Assignment: Write the next few sentences of the passage below on pyrvinium and IM organoids, picking up after its last sentence.

Study text:
To further investigate the mechanistic basis of pyrvinium sensitivity in IM, we expanded the drug response analysis to include inhibitors targeting ERK and STAT3 signaling. However, when we evaluated the sensitivity of normal and IM organoids to ERK (ulixertinib) and STAT3 inhibitors (STAT3-IN-1), none of these single-pathway inhibitors or their combination showed clear differences in sensitivity between IM and normal organoids, suggesting that additional mechanisms may contribute to the heightened sensitivity of IM organoids to pyrvinium (Supplementary Fig. S1D). To provide a more exploratory perspective, we performed gene set enrichment analysis using Gene Ontology and Hallmark pathway analysis (Supplementary Table S6). In KRAS-/MAPK-mutated IM compared with wild-type IM, we observed significant upregulation of Hallmark pathways such as mTORC1 signaling (adjusted P value, 8.3 × 10−18), whereas in the comparison between severe and mild IM organoids, Gene Ontology analysis revealed enrichment of mitochondrial gene expression (adjusted P value, 7.7 × 10−10), consistent with a metabolic shift toward higher oxidative phosphorylation (OXPHOS). Although previous studies have reported that pyrvinium induces cell death primarily in dysplastic organoids (33), our findings highlight its potential to selectively diminish cell viability in IM organoids from patients without cancer. In summary, our findings suggest that activating mutations in KRAS/MAPK pathway genes are present in a subset of IM lesions and associated with increased KRAS–ERK pathway activity. Functional studies in human IM organoids further support that drugs such as pyrvinium, which target KRAS/MEK/ERK signaling and other pathways, can selectively reduce IM cell viability highlighting potential therapeutic interventions to inhibit IM progression.

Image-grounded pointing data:
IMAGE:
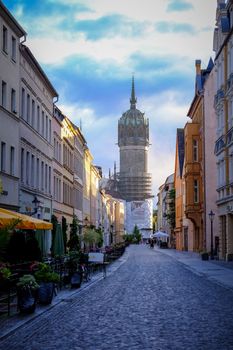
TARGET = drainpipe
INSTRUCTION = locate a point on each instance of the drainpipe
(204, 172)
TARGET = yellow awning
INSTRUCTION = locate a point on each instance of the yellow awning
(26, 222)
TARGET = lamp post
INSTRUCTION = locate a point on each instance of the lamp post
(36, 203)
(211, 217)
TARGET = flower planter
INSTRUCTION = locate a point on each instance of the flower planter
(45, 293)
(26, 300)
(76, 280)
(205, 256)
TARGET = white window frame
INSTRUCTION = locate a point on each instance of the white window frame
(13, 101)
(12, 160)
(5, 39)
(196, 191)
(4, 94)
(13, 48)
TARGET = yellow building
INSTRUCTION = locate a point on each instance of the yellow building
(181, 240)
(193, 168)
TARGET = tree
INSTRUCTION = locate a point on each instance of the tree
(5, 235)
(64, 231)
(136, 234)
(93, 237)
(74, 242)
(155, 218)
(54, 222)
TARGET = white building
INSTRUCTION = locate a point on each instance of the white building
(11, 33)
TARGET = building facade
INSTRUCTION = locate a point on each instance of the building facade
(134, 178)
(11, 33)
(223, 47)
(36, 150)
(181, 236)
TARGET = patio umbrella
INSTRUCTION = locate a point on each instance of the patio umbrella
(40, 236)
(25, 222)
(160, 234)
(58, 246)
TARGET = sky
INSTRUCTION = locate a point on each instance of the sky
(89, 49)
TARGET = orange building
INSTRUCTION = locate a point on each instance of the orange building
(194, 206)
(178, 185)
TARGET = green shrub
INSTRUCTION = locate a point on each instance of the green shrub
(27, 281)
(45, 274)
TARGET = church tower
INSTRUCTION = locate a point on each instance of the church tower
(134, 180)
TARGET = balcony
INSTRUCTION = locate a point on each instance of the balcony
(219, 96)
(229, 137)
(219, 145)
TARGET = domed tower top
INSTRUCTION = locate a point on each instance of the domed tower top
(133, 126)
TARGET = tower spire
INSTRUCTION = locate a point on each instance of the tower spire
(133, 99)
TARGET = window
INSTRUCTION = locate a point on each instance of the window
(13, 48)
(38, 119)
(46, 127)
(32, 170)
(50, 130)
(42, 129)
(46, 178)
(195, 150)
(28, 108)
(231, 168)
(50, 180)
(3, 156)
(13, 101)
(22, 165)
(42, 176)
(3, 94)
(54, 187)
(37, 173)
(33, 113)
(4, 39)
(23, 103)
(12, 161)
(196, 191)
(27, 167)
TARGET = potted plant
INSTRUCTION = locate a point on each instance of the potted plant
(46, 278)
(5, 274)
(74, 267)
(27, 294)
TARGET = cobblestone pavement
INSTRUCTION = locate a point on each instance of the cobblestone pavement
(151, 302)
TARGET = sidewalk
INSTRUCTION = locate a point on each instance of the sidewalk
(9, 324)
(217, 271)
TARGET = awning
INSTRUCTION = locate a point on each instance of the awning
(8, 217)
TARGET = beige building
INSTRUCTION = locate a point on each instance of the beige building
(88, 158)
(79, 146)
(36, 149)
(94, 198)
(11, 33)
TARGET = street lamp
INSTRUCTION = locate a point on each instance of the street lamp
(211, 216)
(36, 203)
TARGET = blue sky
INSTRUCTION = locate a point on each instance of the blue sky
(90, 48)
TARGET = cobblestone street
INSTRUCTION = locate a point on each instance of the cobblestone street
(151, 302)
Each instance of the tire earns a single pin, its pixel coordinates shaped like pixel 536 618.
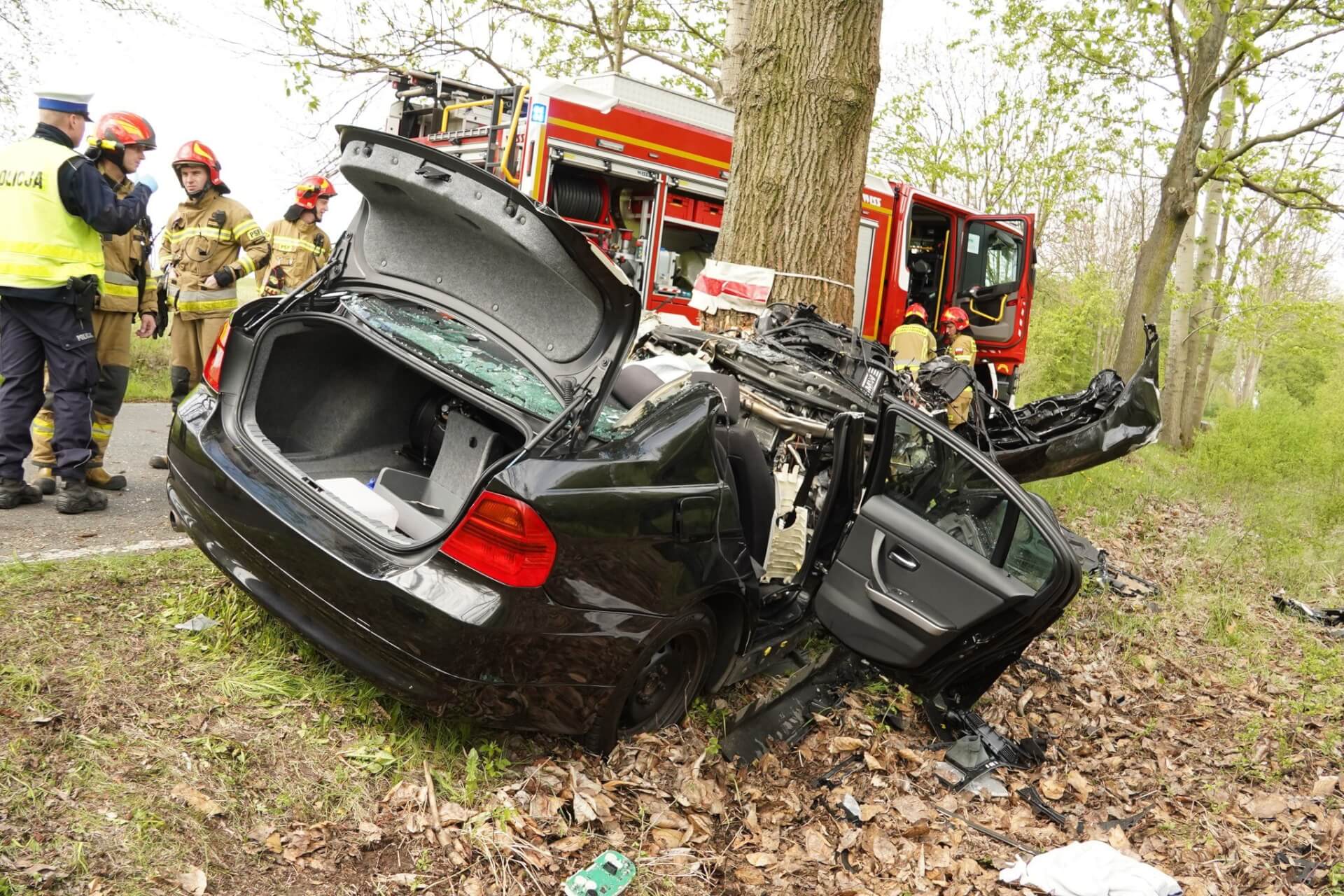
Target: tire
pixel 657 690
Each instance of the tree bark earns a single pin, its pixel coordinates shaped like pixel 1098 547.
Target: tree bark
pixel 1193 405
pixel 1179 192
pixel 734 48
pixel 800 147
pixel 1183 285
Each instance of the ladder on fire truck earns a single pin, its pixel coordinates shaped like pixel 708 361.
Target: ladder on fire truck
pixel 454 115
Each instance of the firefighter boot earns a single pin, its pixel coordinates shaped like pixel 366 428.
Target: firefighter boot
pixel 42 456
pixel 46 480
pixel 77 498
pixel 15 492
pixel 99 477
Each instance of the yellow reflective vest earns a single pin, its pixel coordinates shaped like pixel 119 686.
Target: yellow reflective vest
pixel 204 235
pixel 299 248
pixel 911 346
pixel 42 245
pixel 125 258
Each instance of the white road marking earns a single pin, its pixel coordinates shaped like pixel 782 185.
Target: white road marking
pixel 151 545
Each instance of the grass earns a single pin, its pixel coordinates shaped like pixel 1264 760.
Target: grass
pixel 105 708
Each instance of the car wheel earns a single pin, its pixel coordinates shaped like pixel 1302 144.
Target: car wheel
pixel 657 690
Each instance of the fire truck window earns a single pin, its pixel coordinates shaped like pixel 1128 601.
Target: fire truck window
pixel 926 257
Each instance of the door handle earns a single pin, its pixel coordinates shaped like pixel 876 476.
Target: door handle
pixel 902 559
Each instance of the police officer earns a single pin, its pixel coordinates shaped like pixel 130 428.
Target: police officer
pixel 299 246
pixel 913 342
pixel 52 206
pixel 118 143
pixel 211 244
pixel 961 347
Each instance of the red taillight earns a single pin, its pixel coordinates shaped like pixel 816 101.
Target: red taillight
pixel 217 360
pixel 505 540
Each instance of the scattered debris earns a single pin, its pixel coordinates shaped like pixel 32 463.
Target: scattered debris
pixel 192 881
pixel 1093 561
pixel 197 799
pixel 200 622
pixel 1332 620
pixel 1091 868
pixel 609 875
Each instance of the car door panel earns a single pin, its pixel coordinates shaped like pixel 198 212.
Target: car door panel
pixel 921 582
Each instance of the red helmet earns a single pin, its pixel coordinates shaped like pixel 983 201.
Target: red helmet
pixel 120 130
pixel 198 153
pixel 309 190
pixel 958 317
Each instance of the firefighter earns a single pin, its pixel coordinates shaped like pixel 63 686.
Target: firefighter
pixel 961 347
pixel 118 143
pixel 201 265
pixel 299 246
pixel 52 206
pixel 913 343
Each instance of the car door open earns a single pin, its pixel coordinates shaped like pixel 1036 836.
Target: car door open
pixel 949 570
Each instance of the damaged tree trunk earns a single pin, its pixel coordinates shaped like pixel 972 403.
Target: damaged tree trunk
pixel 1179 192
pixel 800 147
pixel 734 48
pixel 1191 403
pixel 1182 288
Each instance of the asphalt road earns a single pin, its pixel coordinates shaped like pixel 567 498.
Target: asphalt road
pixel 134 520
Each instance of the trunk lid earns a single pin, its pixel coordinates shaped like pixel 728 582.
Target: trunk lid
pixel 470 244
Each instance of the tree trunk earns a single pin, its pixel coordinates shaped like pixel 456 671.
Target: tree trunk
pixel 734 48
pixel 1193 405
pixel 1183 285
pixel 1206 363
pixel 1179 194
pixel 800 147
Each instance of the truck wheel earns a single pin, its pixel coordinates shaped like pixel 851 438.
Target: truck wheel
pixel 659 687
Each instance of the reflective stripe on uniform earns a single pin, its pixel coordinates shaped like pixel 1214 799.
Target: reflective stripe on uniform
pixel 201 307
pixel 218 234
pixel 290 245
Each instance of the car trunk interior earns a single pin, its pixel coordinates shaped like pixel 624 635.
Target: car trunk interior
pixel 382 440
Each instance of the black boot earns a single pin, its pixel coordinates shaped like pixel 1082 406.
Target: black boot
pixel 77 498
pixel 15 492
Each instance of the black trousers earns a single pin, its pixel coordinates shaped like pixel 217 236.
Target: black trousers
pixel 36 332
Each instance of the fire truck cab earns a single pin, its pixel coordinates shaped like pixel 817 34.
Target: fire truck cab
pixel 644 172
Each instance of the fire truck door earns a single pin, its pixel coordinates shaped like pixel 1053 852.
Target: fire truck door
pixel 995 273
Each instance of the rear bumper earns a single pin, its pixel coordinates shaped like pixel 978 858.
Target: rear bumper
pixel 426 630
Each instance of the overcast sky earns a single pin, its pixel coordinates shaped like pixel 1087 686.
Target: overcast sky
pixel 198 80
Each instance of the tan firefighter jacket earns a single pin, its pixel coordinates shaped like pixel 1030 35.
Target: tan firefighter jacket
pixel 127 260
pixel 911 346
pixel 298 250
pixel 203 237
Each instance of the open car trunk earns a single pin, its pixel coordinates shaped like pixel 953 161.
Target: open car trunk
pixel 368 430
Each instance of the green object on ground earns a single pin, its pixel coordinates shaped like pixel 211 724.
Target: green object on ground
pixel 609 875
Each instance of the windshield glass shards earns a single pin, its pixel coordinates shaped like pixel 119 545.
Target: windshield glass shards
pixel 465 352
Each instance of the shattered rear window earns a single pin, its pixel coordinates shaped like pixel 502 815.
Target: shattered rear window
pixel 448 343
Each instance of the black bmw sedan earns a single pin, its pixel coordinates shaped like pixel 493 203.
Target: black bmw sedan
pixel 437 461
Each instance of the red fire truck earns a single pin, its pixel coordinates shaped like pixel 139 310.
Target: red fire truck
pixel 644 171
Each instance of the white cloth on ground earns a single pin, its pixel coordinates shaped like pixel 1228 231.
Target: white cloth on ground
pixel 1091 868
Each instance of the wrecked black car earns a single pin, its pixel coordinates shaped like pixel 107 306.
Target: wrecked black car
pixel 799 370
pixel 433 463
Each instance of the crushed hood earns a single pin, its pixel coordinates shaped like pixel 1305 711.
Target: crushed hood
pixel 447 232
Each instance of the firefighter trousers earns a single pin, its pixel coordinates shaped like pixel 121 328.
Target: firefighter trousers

Result for this task:
SBS17 Is an IM-Associated Mutational Signature
Although WGS analyses of gastric cancers and normal gastric tissues have been widely reported (25, 35), few reports have analyzed IM WGS, highlighting a critical knowledge gap in this intermediate stage of gastric carcinogenesis. To identify specific mutational processes in IM, we performed signature analysis using SigProfilerAssignment (36) on 20 paired IM–normal WGS samples (12 Singapore, four Korea, three Japan, and one Hong Kong; Fig. 4A). We defined four predominant mutational single-base substitution (SBS) signatures–SBS1 (clock-like; average SBS exposure 17.0%), SBS5/40 (clock-like; 38.8%), SBS17 (unknown etiology; 27.1%), and SBS18 (oxidative stress; 17.0%). Notably, although all four signatures have been observed in gastric cancer (Fig. 4B), only three have been reported in normal stomach (SBS1, SBS5/40, and SBS18 but not SBS17; ref. 25), raising the possibility that SBS17 may reflect a mutagenic process operative in IM and gastric cancer but not normal gastric epithelium. SBS17-associated IM mutations tended to have lower VAFs than other SBS mutations (Wilcoxon test, P < 0.05; Fig. 4C), consistent with SBS17 processes causing sub-clonal mutational events in early stages of IM.
Figure 4.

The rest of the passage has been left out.